== TASK DESCRIPTION ==
Return, word for word, the stretch of the post on SWIFT and Iranian banks from "February 18th, 2012When" through "be fabricated easily.".

== DOCUMENT EXTRACT ==
SWIFT READY TO BLOCK IRANIAN BANK TRANSACTIONS

February 18th, 2012When I studied International Relations in college, we were taught that economic sanctions could be on par with, "Rockets and bombs," as one professor put it, and potentially much worse. Questions about economic sanctions amounting to collective punishment and other violations of International Law are ignored by the perpetrators. These types of policies resulted in a holocaust in Iraq.
The only conclusion that I can draw from the news below is that the decision has already been made to militarily engage Iran and this is an attempt to cause Iran to lash out first. In the event that Iran doesn't strike first, a false flag incident could be fabricated easily.
If SWIFT actually pulls the plug, I'd consider the fuse to be lit. Also, if SWIFT does it before 20 March, this is probably the real reason:
Last week, the Tehran Times noted that the Iranian oil bourse will start trading oil in currencies other than the dollar from March 20. This long-planned move is part of President Mahmoud Ahmadinejad's vision of economic war with the west.
"The dispute over Iran's nuclear programme is nothing more than a convenient excuse for the US to use threats to protect the reserve currency' status of the dollar," the newspaper, which calls itself the voice of the Islamic Revolution, said.
Via: Reuters:
Belgium-based SWIFT, which provides banks with a system for moving funds around the world, bowed to international pressure on Friday and said it was ready to block Iranian banks from using its network to transfer money.
Expelling Iranian banks from the Society for Worldwide Interbank Financial Telecommunication would shut down Tehran's main avenue to doing business with the rest of the world an outcome the West believes is crucial to curbing Iran's nuclear ambitions.

== DATASET ENTRIES ==

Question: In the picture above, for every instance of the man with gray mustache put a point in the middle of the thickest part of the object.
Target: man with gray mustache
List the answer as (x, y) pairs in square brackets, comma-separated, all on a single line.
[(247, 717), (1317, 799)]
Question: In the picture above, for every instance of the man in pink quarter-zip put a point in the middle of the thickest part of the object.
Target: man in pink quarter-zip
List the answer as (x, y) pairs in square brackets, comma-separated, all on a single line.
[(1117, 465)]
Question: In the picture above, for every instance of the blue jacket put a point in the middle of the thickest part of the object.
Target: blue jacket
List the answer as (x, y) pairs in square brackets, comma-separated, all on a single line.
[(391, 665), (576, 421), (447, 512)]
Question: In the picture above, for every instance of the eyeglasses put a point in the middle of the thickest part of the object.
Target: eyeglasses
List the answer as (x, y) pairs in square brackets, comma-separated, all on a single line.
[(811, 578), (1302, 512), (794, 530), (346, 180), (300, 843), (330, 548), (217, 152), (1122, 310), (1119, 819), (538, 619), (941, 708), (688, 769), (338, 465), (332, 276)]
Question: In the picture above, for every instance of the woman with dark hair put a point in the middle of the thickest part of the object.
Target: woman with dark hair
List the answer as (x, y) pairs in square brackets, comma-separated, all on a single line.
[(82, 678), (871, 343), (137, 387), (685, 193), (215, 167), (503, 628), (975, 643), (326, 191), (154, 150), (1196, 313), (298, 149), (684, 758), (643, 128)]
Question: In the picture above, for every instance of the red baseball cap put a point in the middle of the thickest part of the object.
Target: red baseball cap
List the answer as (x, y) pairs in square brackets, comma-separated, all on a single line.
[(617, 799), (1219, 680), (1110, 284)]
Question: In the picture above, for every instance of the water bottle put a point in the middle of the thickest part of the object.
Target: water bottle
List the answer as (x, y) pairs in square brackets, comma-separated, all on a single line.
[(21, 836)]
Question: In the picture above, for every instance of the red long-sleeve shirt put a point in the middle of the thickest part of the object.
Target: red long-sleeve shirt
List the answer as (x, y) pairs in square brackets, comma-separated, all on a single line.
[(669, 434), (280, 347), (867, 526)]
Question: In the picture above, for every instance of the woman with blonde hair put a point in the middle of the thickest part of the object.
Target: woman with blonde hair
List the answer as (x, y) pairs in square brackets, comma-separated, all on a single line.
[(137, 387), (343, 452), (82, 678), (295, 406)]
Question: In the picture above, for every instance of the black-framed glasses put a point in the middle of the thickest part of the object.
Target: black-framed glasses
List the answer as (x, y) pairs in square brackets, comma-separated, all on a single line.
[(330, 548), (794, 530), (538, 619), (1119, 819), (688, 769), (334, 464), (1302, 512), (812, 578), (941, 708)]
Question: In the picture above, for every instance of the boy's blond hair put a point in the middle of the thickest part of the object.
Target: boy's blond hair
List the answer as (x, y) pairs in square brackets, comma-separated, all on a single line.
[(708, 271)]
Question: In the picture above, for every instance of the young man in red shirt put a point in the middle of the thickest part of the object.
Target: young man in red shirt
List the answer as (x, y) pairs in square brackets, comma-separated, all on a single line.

== RESPONSE ==
February 18th, 2012When I studied International Relations in college, we were taught that economic sanctions could be on par with, "Rockets and bombs," as one professor put it, and potentially much worse. Questions about economic sanctions amounting to collective punishment and other violations of International Law are ignored by the perpetrators. These types of policies resulted in a holocaust in Iraq.
The only conclusion that I can draw from the news below is that the decision has already been made to militarily engage Iran and this is an attempt to cause Iran to lash out first. In the event that Iran doesn't strike first, a false flag incident could be fabricated easily.